**CHALLENGE**.
Pick out each line in the entries below that contains the string "plaster", and copy those lines. A line counts only if its letters match that string in case.

**Coordinate annotation records**.

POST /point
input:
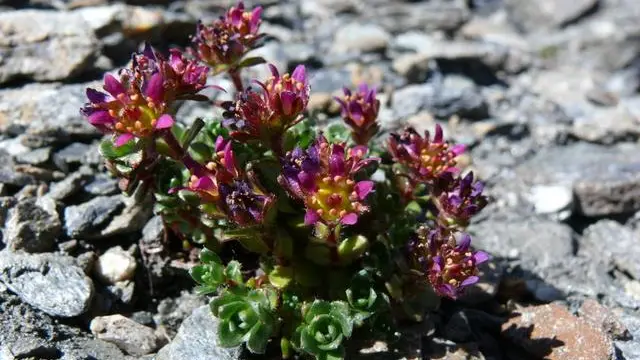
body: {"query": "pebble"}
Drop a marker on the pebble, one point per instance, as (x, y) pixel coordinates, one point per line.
(128, 335)
(48, 282)
(552, 332)
(115, 265)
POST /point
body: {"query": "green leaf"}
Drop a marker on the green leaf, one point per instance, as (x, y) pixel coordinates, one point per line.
(258, 338)
(251, 61)
(228, 336)
(191, 134)
(281, 276)
(233, 272)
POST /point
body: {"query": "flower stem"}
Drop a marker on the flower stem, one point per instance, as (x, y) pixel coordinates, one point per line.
(237, 79)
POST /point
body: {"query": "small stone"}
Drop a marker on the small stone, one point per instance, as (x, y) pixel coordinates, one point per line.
(128, 335)
(33, 225)
(603, 318)
(51, 283)
(552, 199)
(196, 340)
(35, 157)
(552, 332)
(361, 38)
(87, 218)
(115, 265)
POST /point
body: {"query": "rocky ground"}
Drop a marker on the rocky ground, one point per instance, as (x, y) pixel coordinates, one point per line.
(545, 93)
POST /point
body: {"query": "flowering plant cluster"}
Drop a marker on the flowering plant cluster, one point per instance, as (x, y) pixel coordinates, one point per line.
(329, 236)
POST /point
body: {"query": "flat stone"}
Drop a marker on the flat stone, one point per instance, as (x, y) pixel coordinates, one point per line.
(33, 225)
(128, 335)
(115, 265)
(51, 283)
(614, 244)
(45, 45)
(196, 340)
(86, 219)
(607, 182)
(552, 332)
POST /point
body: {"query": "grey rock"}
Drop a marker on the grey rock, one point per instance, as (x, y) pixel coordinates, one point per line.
(614, 245)
(196, 340)
(70, 185)
(536, 241)
(86, 219)
(51, 283)
(361, 38)
(547, 14)
(128, 335)
(47, 113)
(454, 96)
(102, 185)
(35, 157)
(606, 182)
(33, 225)
(45, 45)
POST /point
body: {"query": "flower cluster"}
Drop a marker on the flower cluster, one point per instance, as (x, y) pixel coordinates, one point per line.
(450, 265)
(267, 114)
(322, 176)
(341, 233)
(360, 112)
(223, 44)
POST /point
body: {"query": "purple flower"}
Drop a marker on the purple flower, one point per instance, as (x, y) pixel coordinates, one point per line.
(227, 192)
(458, 199)
(449, 265)
(322, 176)
(426, 159)
(223, 44)
(267, 114)
(360, 111)
(133, 106)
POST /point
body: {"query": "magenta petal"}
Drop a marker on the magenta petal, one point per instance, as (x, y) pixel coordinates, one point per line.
(299, 74)
(100, 118)
(112, 85)
(470, 281)
(287, 99)
(164, 122)
(154, 88)
(311, 217)
(123, 139)
(349, 219)
(363, 188)
(480, 257)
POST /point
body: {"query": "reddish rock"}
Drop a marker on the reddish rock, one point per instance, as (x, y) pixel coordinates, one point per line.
(604, 319)
(552, 332)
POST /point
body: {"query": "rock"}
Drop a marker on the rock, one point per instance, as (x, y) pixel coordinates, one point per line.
(547, 14)
(33, 225)
(613, 244)
(536, 241)
(46, 113)
(45, 45)
(102, 184)
(128, 335)
(550, 331)
(361, 38)
(196, 340)
(51, 283)
(607, 182)
(35, 157)
(556, 200)
(603, 318)
(87, 218)
(115, 265)
(70, 185)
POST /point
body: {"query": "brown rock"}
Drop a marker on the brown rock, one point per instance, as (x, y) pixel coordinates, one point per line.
(603, 318)
(550, 331)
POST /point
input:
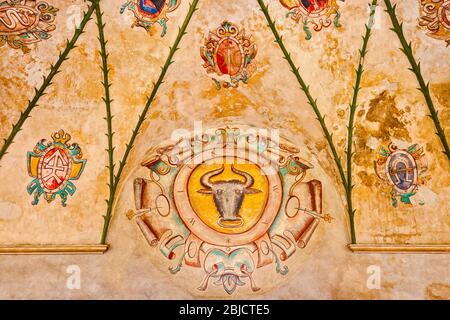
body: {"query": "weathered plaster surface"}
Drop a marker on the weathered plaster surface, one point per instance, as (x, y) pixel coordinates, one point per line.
(391, 109)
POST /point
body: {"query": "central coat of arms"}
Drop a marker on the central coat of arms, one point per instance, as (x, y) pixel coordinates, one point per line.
(228, 203)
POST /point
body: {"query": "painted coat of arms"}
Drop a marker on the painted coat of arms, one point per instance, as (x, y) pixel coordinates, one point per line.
(435, 17)
(54, 165)
(149, 12)
(403, 170)
(228, 54)
(229, 203)
(316, 13)
(23, 22)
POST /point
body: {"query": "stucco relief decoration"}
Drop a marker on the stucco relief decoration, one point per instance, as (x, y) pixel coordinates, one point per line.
(149, 12)
(315, 14)
(54, 165)
(23, 22)
(228, 55)
(435, 17)
(403, 170)
(229, 204)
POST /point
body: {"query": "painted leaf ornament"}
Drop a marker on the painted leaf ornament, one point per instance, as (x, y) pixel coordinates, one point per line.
(228, 56)
(149, 12)
(317, 14)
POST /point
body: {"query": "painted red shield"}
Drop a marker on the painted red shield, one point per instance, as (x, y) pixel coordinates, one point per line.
(229, 57)
(54, 169)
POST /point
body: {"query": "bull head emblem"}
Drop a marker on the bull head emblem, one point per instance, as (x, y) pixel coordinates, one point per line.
(228, 195)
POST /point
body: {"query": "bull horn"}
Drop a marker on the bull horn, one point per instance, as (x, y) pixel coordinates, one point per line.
(249, 180)
(205, 180)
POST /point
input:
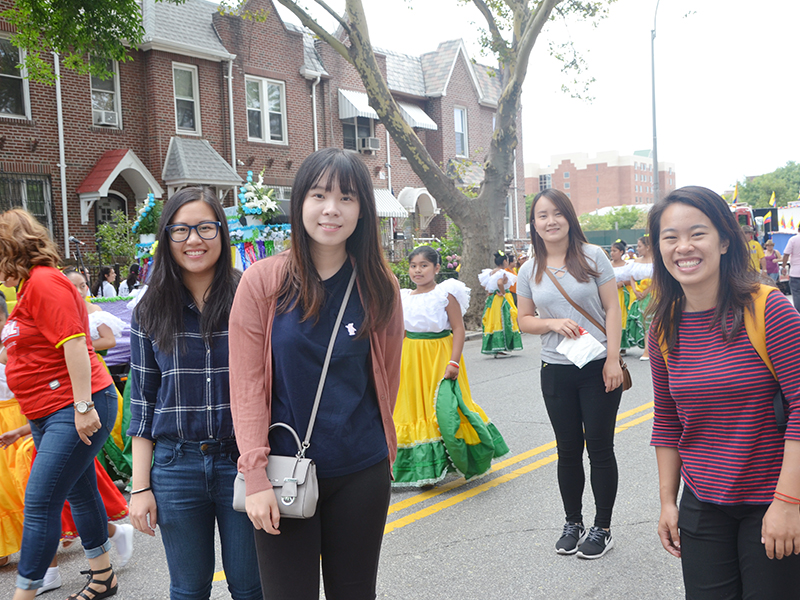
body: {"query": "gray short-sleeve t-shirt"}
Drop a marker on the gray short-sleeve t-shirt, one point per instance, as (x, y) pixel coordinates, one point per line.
(551, 304)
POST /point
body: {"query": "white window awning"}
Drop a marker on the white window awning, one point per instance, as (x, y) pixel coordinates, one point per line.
(416, 117)
(356, 104)
(388, 206)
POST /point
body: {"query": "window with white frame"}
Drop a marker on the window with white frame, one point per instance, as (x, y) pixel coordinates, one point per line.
(14, 97)
(462, 143)
(187, 105)
(266, 110)
(106, 110)
(355, 129)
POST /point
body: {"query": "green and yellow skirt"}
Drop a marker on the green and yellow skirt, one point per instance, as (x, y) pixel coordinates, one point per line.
(439, 427)
(500, 327)
(637, 324)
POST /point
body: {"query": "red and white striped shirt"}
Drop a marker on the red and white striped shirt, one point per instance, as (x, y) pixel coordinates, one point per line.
(715, 404)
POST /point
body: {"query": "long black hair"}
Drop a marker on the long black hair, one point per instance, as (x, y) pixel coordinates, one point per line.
(160, 312)
(576, 262)
(377, 284)
(133, 276)
(737, 280)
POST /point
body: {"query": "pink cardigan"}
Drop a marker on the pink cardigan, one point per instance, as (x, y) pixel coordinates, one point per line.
(250, 342)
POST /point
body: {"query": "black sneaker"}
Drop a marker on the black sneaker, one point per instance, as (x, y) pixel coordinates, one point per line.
(598, 542)
(571, 538)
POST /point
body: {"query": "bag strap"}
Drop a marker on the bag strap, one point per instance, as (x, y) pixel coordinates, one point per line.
(572, 302)
(306, 441)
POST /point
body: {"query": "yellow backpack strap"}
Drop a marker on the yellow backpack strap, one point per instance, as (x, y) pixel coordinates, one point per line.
(662, 344)
(755, 325)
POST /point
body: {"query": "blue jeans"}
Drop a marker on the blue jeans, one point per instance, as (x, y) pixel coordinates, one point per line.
(64, 470)
(193, 487)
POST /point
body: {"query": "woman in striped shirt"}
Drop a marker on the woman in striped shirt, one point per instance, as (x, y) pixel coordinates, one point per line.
(737, 531)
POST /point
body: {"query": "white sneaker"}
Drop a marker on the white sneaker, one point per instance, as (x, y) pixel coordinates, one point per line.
(123, 542)
(52, 580)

**WRITTEN ANSWER**.
body: {"query": "weathered plaster surface"}
Drop a marker on the weathered plaster surface, one point per instance, as (x, y) pixel coordinates, one point per line.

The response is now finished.